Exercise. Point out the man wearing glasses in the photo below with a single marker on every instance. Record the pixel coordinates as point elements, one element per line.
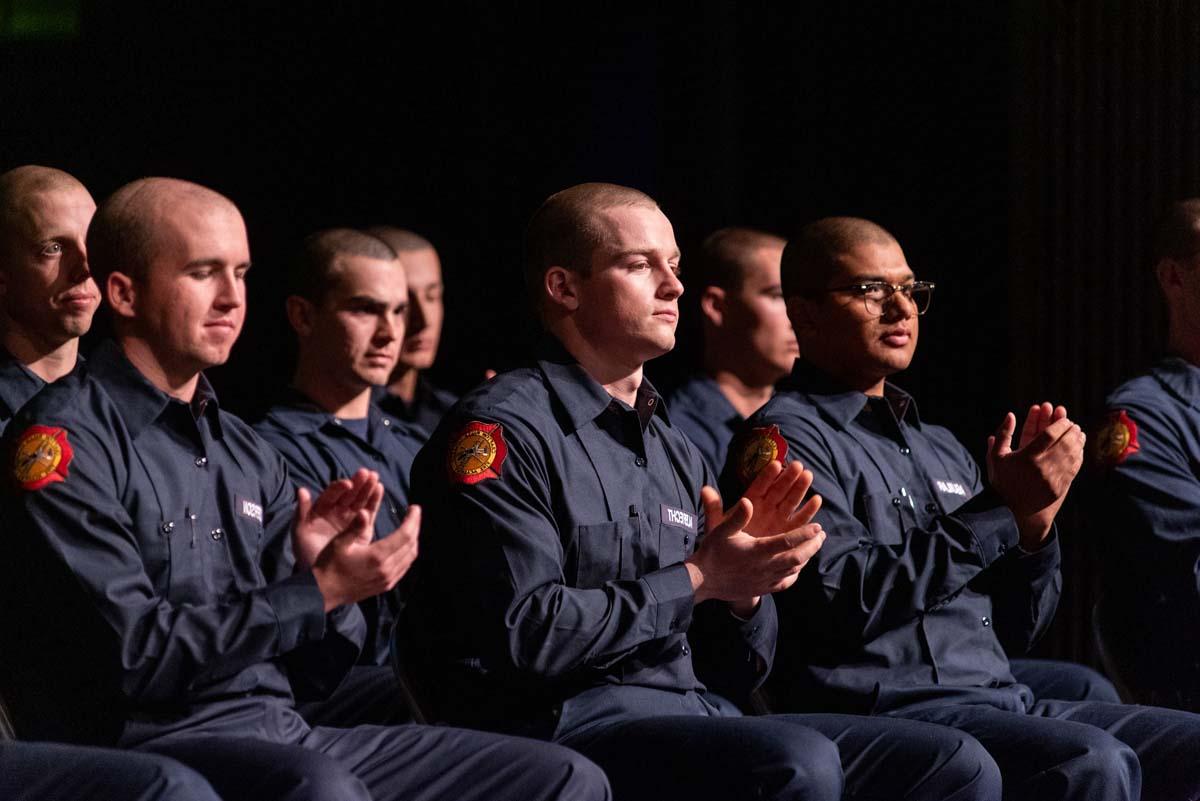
<point>927,573</point>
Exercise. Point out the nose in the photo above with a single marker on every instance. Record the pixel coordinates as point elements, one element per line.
<point>418,319</point>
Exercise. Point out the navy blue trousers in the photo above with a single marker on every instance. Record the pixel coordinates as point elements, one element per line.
<point>256,750</point>
<point>1085,751</point>
<point>660,745</point>
<point>43,771</point>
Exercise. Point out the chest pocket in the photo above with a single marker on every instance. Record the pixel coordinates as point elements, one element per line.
<point>604,552</point>
<point>887,515</point>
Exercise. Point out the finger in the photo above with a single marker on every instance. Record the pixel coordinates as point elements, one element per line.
<point>804,515</point>
<point>711,500</point>
<point>1001,444</point>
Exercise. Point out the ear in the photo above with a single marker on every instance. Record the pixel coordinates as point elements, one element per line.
<point>803,314</point>
<point>712,305</point>
<point>562,288</point>
<point>300,314</point>
<point>121,294</point>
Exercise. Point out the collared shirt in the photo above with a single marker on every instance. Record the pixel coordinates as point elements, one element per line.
<point>564,571</point>
<point>319,449</point>
<point>18,384</point>
<point>919,580</point>
<point>701,410</point>
<point>1147,456</point>
<point>429,405</point>
<point>167,543</point>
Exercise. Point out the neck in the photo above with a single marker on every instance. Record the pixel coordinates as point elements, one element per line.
<point>349,403</point>
<point>619,378</point>
<point>745,398</point>
<point>403,383</point>
<point>47,361</point>
<point>177,383</point>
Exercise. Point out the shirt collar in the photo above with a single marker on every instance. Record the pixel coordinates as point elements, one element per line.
<point>840,404</point>
<point>581,396</point>
<point>18,384</point>
<point>141,402</point>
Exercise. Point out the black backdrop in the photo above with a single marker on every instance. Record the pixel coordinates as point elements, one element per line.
<point>945,121</point>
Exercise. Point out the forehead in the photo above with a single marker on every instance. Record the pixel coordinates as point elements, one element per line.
<point>635,229</point>
<point>871,260</point>
<point>421,267</point>
<point>359,276</point>
<point>58,211</point>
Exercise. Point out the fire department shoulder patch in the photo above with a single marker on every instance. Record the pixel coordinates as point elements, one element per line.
<point>477,452</point>
<point>763,445</point>
<point>1116,439</point>
<point>42,457</point>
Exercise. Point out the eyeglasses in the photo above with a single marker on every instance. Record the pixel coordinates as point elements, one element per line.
<point>876,294</point>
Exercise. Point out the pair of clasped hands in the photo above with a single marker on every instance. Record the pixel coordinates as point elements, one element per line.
<point>763,541</point>
<point>334,536</point>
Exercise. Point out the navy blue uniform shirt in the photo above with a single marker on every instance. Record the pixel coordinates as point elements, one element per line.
<point>701,410</point>
<point>1149,515</point>
<point>559,566</point>
<point>156,574</point>
<point>429,405</point>
<point>18,384</point>
<point>319,449</point>
<point>919,580</point>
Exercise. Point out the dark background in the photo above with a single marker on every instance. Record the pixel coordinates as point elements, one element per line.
<point>1019,151</point>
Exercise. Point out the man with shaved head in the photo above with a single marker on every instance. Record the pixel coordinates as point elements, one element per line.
<point>586,585</point>
<point>929,573</point>
<point>204,594</point>
<point>411,396</point>
<point>47,301</point>
<point>748,342</point>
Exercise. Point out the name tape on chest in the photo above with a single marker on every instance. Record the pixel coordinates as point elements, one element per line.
<point>952,487</point>
<point>678,518</point>
<point>1116,440</point>
<point>247,507</point>
<point>762,446</point>
<point>42,457</point>
<point>477,453</point>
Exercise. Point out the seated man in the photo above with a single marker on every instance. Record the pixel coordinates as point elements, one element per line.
<point>347,302</point>
<point>928,574</point>
<point>47,301</point>
<point>583,584</point>
<point>411,395</point>
<point>1147,453</point>
<point>199,594</point>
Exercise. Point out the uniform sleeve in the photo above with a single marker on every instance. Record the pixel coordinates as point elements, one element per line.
<point>861,585</point>
<point>165,650</point>
<point>496,553</point>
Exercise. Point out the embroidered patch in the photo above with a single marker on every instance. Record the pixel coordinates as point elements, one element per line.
<point>477,452</point>
<point>678,518</point>
<point>763,446</point>
<point>247,507</point>
<point>42,457</point>
<point>1116,439</point>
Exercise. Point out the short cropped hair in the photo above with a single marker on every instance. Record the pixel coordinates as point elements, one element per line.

> _TO DO_: Apart from its pictures, the data is to be repeated exactly.

> _EXERCISE SOLUTION_:
Exercise. Point out the man wearing glasses in the photo below with a single marker on every instance. Record the pixel coordinates as point elements, one element per line.
<point>927,573</point>
Exercise. Point out the nose in the photo above with a single marker on every instance. Record the pixel coordinates as point elements, one element per line.
<point>418,319</point>
Exercise. Point out the navy blue trousers in the photo above with a single marker on every instance. Record the pixel coordinates as point elements, one element per line.
<point>256,750</point>
<point>1085,751</point>
<point>660,745</point>
<point>43,771</point>
Exercise. Point out the chest pocket in the photo above with a single marker on every instance. Record the pixel coordinates as point elements, one element per line.
<point>604,552</point>
<point>887,515</point>
Exercise. Point out the finger in the photo above with a single marker on every instance. Record the pixel coordinates as point elements, one element per line.
<point>804,515</point>
<point>711,500</point>
<point>1001,444</point>
Exercise. Point out the ear in the photo above with a single marker on every instance. Record the pixel coordinates as point elements, one element per line.
<point>803,314</point>
<point>712,305</point>
<point>562,288</point>
<point>300,314</point>
<point>121,294</point>
Exercise. Point out the collared shirt in the photo above with a single marker on every instance. Record the pixel coordinates as point elements, one element per line.
<point>564,571</point>
<point>319,449</point>
<point>18,384</point>
<point>919,580</point>
<point>701,410</point>
<point>1147,456</point>
<point>429,405</point>
<point>167,543</point>
Exercise. Point out the neck in the photo above with a single marker on every instance. Record the pixel coordinates as point elements, one element per line.
<point>349,403</point>
<point>619,378</point>
<point>745,398</point>
<point>403,383</point>
<point>47,361</point>
<point>177,383</point>
Exercise. Point out the shirt collar in the photo above with a single marker on every instance. Record the pixel coordinates as point elements, one element per line.
<point>840,404</point>
<point>581,396</point>
<point>18,384</point>
<point>141,402</point>
Exercise. Point out the black backdrop in the photo above with a single marker on every instance. Record the pixel coordinates as point elements, one element per line.
<point>945,121</point>
Exercise. Point out the forehead in the photo above with a single marker on every instance. Record the pixel coordinates as point elements, one element per line.
<point>635,229</point>
<point>871,260</point>
<point>421,267</point>
<point>359,276</point>
<point>58,211</point>
Exercise. Point out the fire department shoulder patch in the photo above with a single marker on every instance. Record the pixel coordinates as point elements, one element per line.
<point>477,452</point>
<point>763,445</point>
<point>1116,439</point>
<point>42,457</point>
Exercise. Point out the eyeglasses in the photo above with a single marker on every instance. Record the pixel coordinates as point elements, one element per line.
<point>876,294</point>
Exercise. Point out the pair of clasped hands in the photo above with a single marker on every instance. Record the pixel coordinates as point elements, one element per line.
<point>763,541</point>
<point>334,536</point>
Exercise. Point out the navy blue uniform shirt in the photo above with a single marker on every instance. Record the pixel coordinates as point elements, one element per line.
<point>701,410</point>
<point>1149,515</point>
<point>559,566</point>
<point>156,574</point>
<point>429,405</point>
<point>18,384</point>
<point>319,449</point>
<point>919,580</point>
Exercise. Point out the dark background in the photo above with a single marker on every instance. Record the pixel coordinates as point elements, one element per line.
<point>1019,151</point>
Exercise. Point out the man with shaved head in the photo above with a single marker on every instance. Record the pixel coordinates as point elements, one element per line.
<point>586,585</point>
<point>929,573</point>
<point>204,594</point>
<point>411,396</point>
<point>47,301</point>
<point>748,342</point>
Exercise. Point out the name tape on chest in the photo above with a single marker on every instance. Record the pixel coordinates as point elements, one element per line.
<point>952,487</point>
<point>678,518</point>
<point>1116,440</point>
<point>247,507</point>
<point>762,446</point>
<point>42,457</point>
<point>477,453</point>
Exercise. Point out the seated man in the photo above with a single marker on every instance. Record the pixel coordinates as point elements, one element per line.
<point>347,302</point>
<point>928,574</point>
<point>47,301</point>
<point>583,584</point>
<point>411,395</point>
<point>1147,453</point>
<point>199,594</point>
Exercise. Point out the uniform sleeve in the photo above with a single marker on every instance. Record the pixel coordinates as point elements, one element per line.
<point>861,585</point>
<point>165,650</point>
<point>496,553</point>
Exercise. Point out the embroidered patch in the photo above with a single marker on every instance. Record the pixel coordinates as point elements, one element per line.
<point>477,452</point>
<point>678,518</point>
<point>763,446</point>
<point>247,507</point>
<point>42,457</point>
<point>1116,439</point>
Exercise. Point out the short cropped hair in the photo above with a single marker on every instance. Record the pixel coordinates as point elements, one element per line.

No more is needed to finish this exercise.